++++ Dataset ++++

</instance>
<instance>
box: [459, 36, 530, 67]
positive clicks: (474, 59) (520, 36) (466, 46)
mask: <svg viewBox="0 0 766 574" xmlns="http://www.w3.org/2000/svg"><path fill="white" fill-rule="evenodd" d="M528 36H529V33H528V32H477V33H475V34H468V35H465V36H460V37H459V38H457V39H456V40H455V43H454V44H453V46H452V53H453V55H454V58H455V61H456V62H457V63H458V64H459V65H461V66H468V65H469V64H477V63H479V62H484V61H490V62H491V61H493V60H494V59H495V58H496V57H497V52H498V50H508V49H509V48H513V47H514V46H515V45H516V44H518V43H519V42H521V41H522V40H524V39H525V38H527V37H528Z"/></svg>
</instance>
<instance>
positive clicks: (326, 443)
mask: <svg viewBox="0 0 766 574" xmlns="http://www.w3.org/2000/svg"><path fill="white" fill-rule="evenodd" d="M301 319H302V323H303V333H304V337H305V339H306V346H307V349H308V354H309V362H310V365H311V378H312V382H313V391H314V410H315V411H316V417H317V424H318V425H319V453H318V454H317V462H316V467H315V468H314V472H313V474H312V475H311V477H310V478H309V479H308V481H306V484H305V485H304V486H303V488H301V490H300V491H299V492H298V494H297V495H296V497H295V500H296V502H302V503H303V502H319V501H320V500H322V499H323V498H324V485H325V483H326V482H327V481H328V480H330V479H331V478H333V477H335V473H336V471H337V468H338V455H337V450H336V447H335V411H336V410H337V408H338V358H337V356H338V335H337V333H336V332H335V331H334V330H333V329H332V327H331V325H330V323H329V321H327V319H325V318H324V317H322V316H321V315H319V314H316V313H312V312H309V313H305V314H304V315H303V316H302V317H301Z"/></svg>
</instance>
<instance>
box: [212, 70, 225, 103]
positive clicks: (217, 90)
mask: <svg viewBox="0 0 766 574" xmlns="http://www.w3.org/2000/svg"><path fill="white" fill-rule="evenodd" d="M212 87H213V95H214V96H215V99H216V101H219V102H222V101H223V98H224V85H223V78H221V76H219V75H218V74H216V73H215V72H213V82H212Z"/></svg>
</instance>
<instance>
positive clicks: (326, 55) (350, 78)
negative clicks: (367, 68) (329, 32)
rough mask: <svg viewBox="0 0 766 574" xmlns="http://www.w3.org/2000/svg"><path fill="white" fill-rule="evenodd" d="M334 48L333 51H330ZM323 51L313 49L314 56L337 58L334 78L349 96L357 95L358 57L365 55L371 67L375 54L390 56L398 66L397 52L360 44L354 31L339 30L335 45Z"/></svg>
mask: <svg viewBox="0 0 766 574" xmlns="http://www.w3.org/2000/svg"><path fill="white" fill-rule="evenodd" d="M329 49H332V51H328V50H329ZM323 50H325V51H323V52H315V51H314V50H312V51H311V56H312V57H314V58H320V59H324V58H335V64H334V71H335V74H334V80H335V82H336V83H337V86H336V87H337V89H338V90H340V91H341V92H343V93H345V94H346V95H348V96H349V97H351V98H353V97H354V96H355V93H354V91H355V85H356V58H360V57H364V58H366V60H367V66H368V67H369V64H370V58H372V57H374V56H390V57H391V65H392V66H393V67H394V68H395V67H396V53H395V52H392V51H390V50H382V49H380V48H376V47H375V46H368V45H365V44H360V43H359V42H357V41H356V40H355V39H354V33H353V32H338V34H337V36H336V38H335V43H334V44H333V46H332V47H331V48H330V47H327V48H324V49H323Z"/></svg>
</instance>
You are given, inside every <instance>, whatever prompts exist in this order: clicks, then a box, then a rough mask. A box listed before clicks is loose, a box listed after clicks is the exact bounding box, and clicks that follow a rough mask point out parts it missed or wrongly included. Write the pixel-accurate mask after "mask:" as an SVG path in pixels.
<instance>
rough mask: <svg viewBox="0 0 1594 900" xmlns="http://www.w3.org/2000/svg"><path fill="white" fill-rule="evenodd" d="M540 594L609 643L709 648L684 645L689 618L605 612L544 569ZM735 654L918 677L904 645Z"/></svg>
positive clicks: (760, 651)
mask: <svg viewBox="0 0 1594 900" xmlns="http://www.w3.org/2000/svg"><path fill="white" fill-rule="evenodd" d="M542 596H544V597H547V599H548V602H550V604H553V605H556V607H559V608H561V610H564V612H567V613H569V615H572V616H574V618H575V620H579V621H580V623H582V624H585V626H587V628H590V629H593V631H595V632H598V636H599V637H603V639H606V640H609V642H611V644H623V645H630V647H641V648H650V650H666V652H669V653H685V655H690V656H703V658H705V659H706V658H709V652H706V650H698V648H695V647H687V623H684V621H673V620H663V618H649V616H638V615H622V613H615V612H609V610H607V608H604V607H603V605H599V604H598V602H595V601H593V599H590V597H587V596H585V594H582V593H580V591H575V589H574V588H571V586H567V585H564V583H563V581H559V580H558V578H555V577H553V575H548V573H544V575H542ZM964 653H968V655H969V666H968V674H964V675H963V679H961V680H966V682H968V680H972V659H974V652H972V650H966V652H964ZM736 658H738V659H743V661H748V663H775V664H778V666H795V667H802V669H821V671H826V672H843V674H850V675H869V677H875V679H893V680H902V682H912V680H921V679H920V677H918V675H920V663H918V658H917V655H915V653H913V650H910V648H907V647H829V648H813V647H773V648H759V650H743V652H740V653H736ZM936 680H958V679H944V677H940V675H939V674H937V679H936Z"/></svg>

++++

Problem description: I need each line above reproduced exactly.

Written answer:
</instance>
<instance>
box: [459, 36, 530, 67]
positive clicks: (474, 59) (520, 36) (466, 46)
mask: <svg viewBox="0 0 766 574" xmlns="http://www.w3.org/2000/svg"><path fill="white" fill-rule="evenodd" d="M528 36H529V33H528V32H477V33H475V34H468V35H465V36H460V37H459V38H457V39H456V40H455V43H454V44H453V46H452V53H453V55H454V58H455V61H456V62H457V63H458V64H459V65H461V66H468V65H469V64H477V63H479V62H484V61H490V62H491V61H493V60H494V59H495V58H496V57H497V52H498V50H508V49H509V48H513V47H514V46H515V45H516V44H518V43H519V42H521V41H522V40H524V39H525V38H527V37H528Z"/></svg>
</instance>
<instance>
positive clicks: (326, 443)
mask: <svg viewBox="0 0 766 574" xmlns="http://www.w3.org/2000/svg"><path fill="white" fill-rule="evenodd" d="M301 319H302V323H303V333H304V337H305V339H306V346H307V349H308V354H309V362H310V365H311V378H312V382H313V391H314V410H315V411H316V417H317V424H318V425H319V453H318V454H317V462H316V467H315V468H314V472H313V474H312V475H311V477H310V478H309V479H308V481H306V484H305V485H304V486H303V488H301V490H300V491H299V492H298V494H297V495H296V497H295V500H296V502H302V503H303V502H319V501H320V500H322V499H323V498H324V485H325V483H326V482H327V481H328V480H330V479H331V478H333V477H335V473H336V471H337V468H338V455H337V450H336V447H335V411H336V410H337V408H338V358H337V356H338V335H337V333H336V332H335V331H334V330H333V329H332V327H331V325H330V323H329V321H327V319H325V318H324V317H322V316H321V315H319V314H316V313H312V312H309V313H305V314H304V315H303V316H302V317H301Z"/></svg>
</instance>
<instance>
box: [212, 70, 225, 103]
positive clicks: (217, 90)
mask: <svg viewBox="0 0 766 574" xmlns="http://www.w3.org/2000/svg"><path fill="white" fill-rule="evenodd" d="M212 87H213V95H214V96H215V99H216V101H219V102H222V101H223V98H224V85H223V78H221V76H219V75H218V74H216V73H215V72H213V82H212Z"/></svg>
</instance>
<instance>
positive clicks: (326, 55) (350, 78)
negative clicks: (367, 68) (329, 32)
rough mask: <svg viewBox="0 0 766 574" xmlns="http://www.w3.org/2000/svg"><path fill="white" fill-rule="evenodd" d="M334 48L333 51H330ZM323 51L313 49L314 56L337 58L334 78L349 96L357 95L358 57L365 55L371 67L375 54L390 56L398 66L397 52L360 44L354 31L339 30L335 45Z"/></svg>
mask: <svg viewBox="0 0 766 574" xmlns="http://www.w3.org/2000/svg"><path fill="white" fill-rule="evenodd" d="M329 49H332V51H328V50H329ZM323 50H325V51H323V52H315V51H314V50H312V51H311V56H312V57H314V58H320V59H324V58H335V64H334V71H335V74H334V80H335V82H336V83H337V86H336V87H337V89H338V90H340V91H341V92H343V93H345V94H346V95H348V96H349V97H351V98H353V97H354V96H355V93H354V91H355V85H356V58H360V57H364V58H366V60H367V66H368V67H369V64H370V58H372V57H374V56H390V57H391V65H392V66H393V67H394V68H395V67H396V53H395V52H392V51H390V50H382V49H380V48H376V47H375V46H368V45H365V44H360V43H359V42H357V41H356V40H355V39H354V33H353V32H338V34H337V36H336V38H335V43H334V44H333V46H332V47H331V48H330V47H327V48H324V49H323Z"/></svg>
</instance>
You are given, inside every <instance>, whatever prompts exist in this order: clicks, then a box, then a rough mask. A box listed before clicks is loose, a box listed after clicks is the exact bounding box, and clicks that follow a rough mask point out parts it missed or wrongly included. Write the pixel-accurate mask after "mask:" as an SVG path in pixels.
<instance>
rough mask: <svg viewBox="0 0 1594 900" xmlns="http://www.w3.org/2000/svg"><path fill="white" fill-rule="evenodd" d="M540 594L609 643L709 648L684 645L689 618L605 612L544 569ZM735 654L918 677L904 645Z"/></svg>
positive clicks: (760, 651)
mask: <svg viewBox="0 0 1594 900" xmlns="http://www.w3.org/2000/svg"><path fill="white" fill-rule="evenodd" d="M542 596H544V597H547V599H548V602H550V604H553V605H556V607H559V608H561V610H564V612H567V613H569V615H572V616H574V618H575V620H579V621H580V623H582V624H585V626H587V628H590V629H593V631H595V632H598V636H599V637H603V639H606V640H609V642H611V644H623V645H630V647H641V648H650V650H666V652H669V653H685V655H690V656H703V658H705V659H706V658H709V652H706V650H698V648H695V647H687V623H684V621H673V620H663V618H649V616H638V615H622V613H615V612H609V610H607V608H604V607H603V605H599V604H598V602H595V601H593V599H590V597H587V596H585V594H582V593H580V591H575V589H574V588H571V586H567V585H564V583H563V581H559V580H558V578H555V577H553V575H548V573H544V575H542ZM964 653H968V655H969V666H968V674H964V675H963V679H961V680H966V682H968V680H972V659H974V652H972V650H966V652H964ZM736 658H738V659H743V661H748V663H775V664H778V666H795V667H802V669H821V671H826V672H843V674H850V675H869V677H875V679H893V680H902V682H912V680H921V679H920V677H918V675H920V663H918V658H917V655H915V653H913V650H910V648H907V647H829V648H813V647H773V648H759V650H743V652H740V653H736ZM936 680H958V679H944V677H940V675H939V674H937V679H936Z"/></svg>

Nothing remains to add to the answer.